§ **Excerpt**

Content starts

Sir Frank Macfarlane Burnet begins his research career at the Walter and Eliza Hall Institute.
With major contributions in bacteriology, virology and immunology, a Nobel Prize and multiple knighthoods, Burnet becomes one of the greatest scientists of the 20th century.
At a time when most talented young Australian scientists left for international positions, Burnet remained in Australia, playing a pivotal role in helping to build the field of medical research in this country.
As a medical graduate, it became clear that while Burnet’s skills as a physician were exemplary, he lacked empathy. He was initially nonplussed to be offered a post as pathological registrar at the seven-year-old Walter and Eliza Hall Institute rather than a clinical position at the Melbourne Hospital. But “on thinking it over I’m sure it’s a chance not to be missed,” he wrote in the diary he shared with biographer Christopher Sexton. “Though I am an excellent hospital physician I am by no means likely to be a success as a GP. On the other hand, I believe strongly in my suitability for laboratory and research work and there are bound to be further opportunities for a well-trained research pathologist.”1
In March 1923, soon after joining the Walter and Eliza Hall Institute, where he would remain for much of the next 40 years, he wrote that “the fever of scientific research is beginning to grip me.

Content ends

§ **Given information**

Content starts

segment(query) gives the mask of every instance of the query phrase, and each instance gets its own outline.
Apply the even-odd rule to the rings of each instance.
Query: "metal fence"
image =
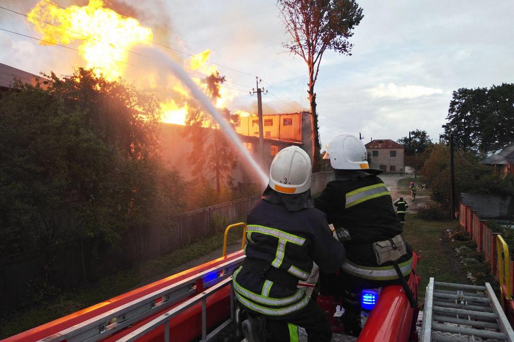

Content ends

§ **Instructions for the task**
Continue the account of Frank Macfarlane Burnet's early career at the Walter and Eliza Hall Institute from the point where it stops, before the listing.

§ **Result of this exercise**
“All our work, even the most routine investigation of sputum and urine, is research … It is all a quest for knowledge, knowledge that minds have not yet assimilated, experimental facts to be observed and the widest interference to be drawn from them.”
In 1923 Professor Charles Kellaway was appointed director of the Walter and Eliza Hall Institute, bringing the experience, vision and determination to lift the fledgling facility into the ranks of the world’s finest. He identified Burnet as a potential leader in bacteriology and encouraged him to gain skills overseas, dispatching him to London’s Lister Institute for two years.
Burnet returned to Melbourne and embarked on the first, defining and spectacular phase of his long career as a virologist, distinguishing himself as “a most unusual microbe hunter”, in the words of his scientific apprentice and administrative successor, Sir Gustav Nossal. By the time he was elected to the Royal Society in 1942, he was among the world’s most distinguished virologists.
In 1944 he became the third director of the institute.
Burnet had long nurtured a deep interest in immunology. “Two specific questions concerned him most,” Nossal has observed. “How does the immune system distinguish self from non-self? How can one animal make such a vast array of specific antibodies, all different? This speculative work led to the prediction of the phenomenon of immunological tolerance in 1949 (and thus to the Nobel Prize) and the articulation of the clonal selection theory of antibody formation in 1957”. It reverberates still through modern immunology.
Burnet’s breakthrough theory about how the immune system really worked developed earlier ideas by a Danish scientist, Niels Jerne, “which started the train of thought”, says Nossal. In science, “we all stand on the shoulders of giants.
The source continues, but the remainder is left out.